» **Выбранный отрывок**
____________

Из цикла “Автограф”
Опубликовано в журнале Урал, номер 7, 2004
Вера Кудрявцева — член Союза писателей с 1978 г. Живет в Екатеринбурге.
Недавно я так горько плакала. Горько, безутешно. Как плачут в детстве от великой несправедливости.
Девочкой я вот так много плакала, зарывшись головой в подушку, перед сном. Или бегу в школу и, если одна, остановлюсь вдруг, бывало, и захлебнусь слезами. Или тру бабушке для квашонки картошку. Замру, а по лицу слезы. Я не успеваю их ни остановить, ни смахнуть, они капают прямо в картофельное месиво.
В такие мгновения я вспоминаю о папе. И тоска по нему, и жалость к нему, и обида за него, несправедливо (в этом я не сомневалась) униженного, разрывали мое сердечко. Иногда мечтала: вот сказали бы мне: “Останься на кладбище на всю ночь одна, отец вернется”. Ни секунды не колеблясь, самой себе мысленно отвечала: “Пойду! Останусь! Хоть умру от страха, а останусь!.. В самой середине могилок притаюсь!”

____________

» **Задачи**
**a)** Перечислите все чувства к отцу, которые названы в отрывке о детских слезах.
**b)** Продолжите воспоминания о детских слезах и тоске по отцу, начав сразу после последней фразы отрывка.
Листинг дальше — самостоятельный материал, с отрывком он не связан.

» **Исходные данные**
____________

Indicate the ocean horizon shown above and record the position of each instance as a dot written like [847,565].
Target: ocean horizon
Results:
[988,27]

____________

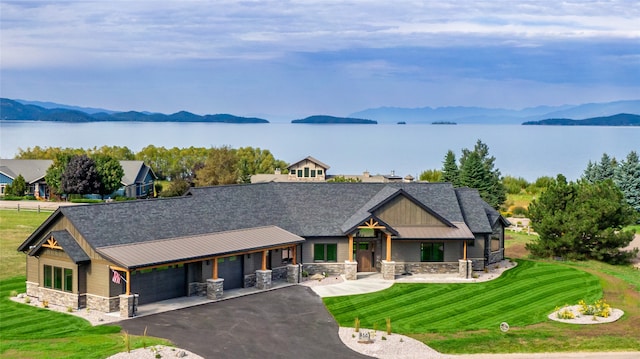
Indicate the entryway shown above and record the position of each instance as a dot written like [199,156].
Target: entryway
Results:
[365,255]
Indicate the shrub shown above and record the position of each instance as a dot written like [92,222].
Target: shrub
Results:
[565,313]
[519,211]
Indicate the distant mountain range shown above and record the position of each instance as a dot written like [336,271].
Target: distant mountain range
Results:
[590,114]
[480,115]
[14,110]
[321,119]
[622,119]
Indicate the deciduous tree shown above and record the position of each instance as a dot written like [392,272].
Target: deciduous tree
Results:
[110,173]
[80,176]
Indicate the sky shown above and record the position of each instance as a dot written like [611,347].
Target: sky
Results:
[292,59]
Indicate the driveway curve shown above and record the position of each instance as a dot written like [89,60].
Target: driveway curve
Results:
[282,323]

____________

» **Ожидаемые результаты**
**a)** Тоска по нему, жалость к нему, обида за него.

**b)**
С годами вот так надрывно плакать стала реже, но горькая тоска по отцу навсегда поселилась в моей душе. Папу арестовали в армии по 58-й статье, когда мне было всего восемь лет. И вот недавно, теперь уже бабушка, я опять плакала, сидя перед экраном телевизора, как тогда, в детстве, горько и неостановимо.
Показывали памятник на окраине Магадана. Огромная “Маска скорби”. И… И рядом… сидела я. Только высеченная из камня. Скорбно склоненная к коленям головка. Ладони у зареванного лица. Тоненькие, беспомощные руки. Худенькие, дрожащие от рыданий плечики… Даже не переживший такого горя человек дрогнет, захлебнется жалостью, сочувствием к этой крохе.
Я плакала и благодарно думала об авторе этого шедевра. Я думала: как он мог так понять меня? Мое отчаяние, мою неутолимую жажду справедливости, чуда? Мою неиссякаемую любовь к отцу? Как он мог?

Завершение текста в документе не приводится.